Exercise objective -
Would you repeat every one of the rows below, word for word, without changing anything?

Records for this exercise -
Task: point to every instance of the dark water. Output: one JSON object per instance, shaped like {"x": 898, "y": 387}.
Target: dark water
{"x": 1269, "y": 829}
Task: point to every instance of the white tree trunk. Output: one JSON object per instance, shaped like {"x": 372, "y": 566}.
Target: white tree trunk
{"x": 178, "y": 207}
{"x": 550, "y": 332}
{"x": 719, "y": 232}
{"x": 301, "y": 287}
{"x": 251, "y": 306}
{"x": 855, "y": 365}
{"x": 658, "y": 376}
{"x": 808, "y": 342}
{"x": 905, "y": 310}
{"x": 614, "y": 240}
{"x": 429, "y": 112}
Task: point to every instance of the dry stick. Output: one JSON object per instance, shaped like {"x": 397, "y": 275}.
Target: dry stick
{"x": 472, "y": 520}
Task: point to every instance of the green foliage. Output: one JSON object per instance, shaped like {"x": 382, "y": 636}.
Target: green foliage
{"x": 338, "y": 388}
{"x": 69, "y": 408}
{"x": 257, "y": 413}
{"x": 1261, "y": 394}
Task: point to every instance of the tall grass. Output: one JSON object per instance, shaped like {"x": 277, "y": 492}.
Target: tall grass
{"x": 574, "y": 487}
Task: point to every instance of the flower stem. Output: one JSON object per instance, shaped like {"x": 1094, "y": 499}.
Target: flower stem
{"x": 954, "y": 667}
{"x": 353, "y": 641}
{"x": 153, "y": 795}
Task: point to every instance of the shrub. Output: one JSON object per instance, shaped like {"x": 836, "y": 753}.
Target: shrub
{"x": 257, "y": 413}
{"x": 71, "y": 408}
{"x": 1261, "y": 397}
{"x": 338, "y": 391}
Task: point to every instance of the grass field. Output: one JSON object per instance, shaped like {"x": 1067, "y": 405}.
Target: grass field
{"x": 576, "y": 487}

Correct result -
Task: point to every instance of the dark water. Output: one JSON object per instance, shaped like {"x": 898, "y": 387}.
Target: dark water
{"x": 1269, "y": 829}
Task: point to every instance of the white tree trunk. Output: one JSON object per instance, shaped like {"x": 372, "y": 566}.
Target: white tree trunk
{"x": 178, "y": 207}
{"x": 550, "y": 332}
{"x": 719, "y": 232}
{"x": 301, "y": 287}
{"x": 251, "y": 306}
{"x": 855, "y": 365}
{"x": 658, "y": 376}
{"x": 808, "y": 342}
{"x": 905, "y": 310}
{"x": 614, "y": 240}
{"x": 429, "y": 112}
Task: point to every instance of the dry stick. Output: one JSON object per instance, shaped like {"x": 397, "y": 275}.
Target: dry stick
{"x": 472, "y": 520}
Task: point to every instance of the green foliage. Output: one JSON object per instance, shaped like {"x": 382, "y": 636}.
Target: green foliage
{"x": 338, "y": 388}
{"x": 69, "y": 408}
{"x": 257, "y": 413}
{"x": 1261, "y": 394}
Task: point to every instance of the tall grass. Output: one JSON object per instance, shaped like {"x": 277, "y": 492}.
Target: tall grass
{"x": 574, "y": 487}
Task: point to every instance of the flower stem. Output: one JSON object per instance, shaped like {"x": 1094, "y": 499}.
Target: flower stem
{"x": 954, "y": 667}
{"x": 353, "y": 641}
{"x": 153, "y": 795}
Task: point to every instance of the shrub. Output: one JSON object per instance, shaped like {"x": 836, "y": 753}.
Target: shrub
{"x": 257, "y": 413}
{"x": 71, "y": 408}
{"x": 1261, "y": 397}
{"x": 338, "y": 391}
Task: point to every instance of the grass field. Output: one JSON object per instance, shaped like {"x": 1067, "y": 405}.
Target: grass field
{"x": 576, "y": 487}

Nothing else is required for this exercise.